Что сделать:
Выпишите из приведенного ниже отрывка об Окуджаве всех людей, которые названы в нем по фамилии.

Отрывок текста:
______

Шрифт:
Интервал:
Закладка:
Вообще с Окуджавой дружили либо те, кто достаточно высоко ставил себя, либо уж те, кто бесконечно высоко ставил его; либо старшие, как Павел Антокольский, – либо младшие, как Станислав Рассадин. Этот молодой критик пришел после филфака МГУ работать в «Молодую гвардию» – и резко изменил судьбу Окуджавы, пригласив его к своим друзьям в «Литературную газету», которая и стала для него последним местом работы перед уходом на вольные хлеба.
Но еще до «Литгазеты» была «Магистраль» – один из центров литературной жизни оттепельной Москвы. Окуджава пришел сюда впервые еще до окончательного переезда из Калуги, летом 1956 года; студийцы запомнили его как калужского учителя. Поселившись у матери на Краснопресненской, он становится завсегдатаем «Магистрали». Трудно поверить, но эта студия – самая знаменитая в советской истории – собирается и поныне, дважды в месяц, но уже не в Доме культуры железнодорожников, а в Доме-музее Цветаевой в Борисоглебском переулке.

______

Исходный материал:
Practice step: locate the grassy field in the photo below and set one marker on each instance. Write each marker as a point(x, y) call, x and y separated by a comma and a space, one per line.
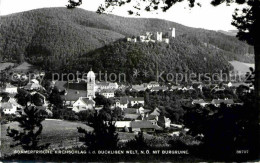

______

Готовый ответ:
Окуджава, Павел Антокольский, Станислав Рассадин, Цветаева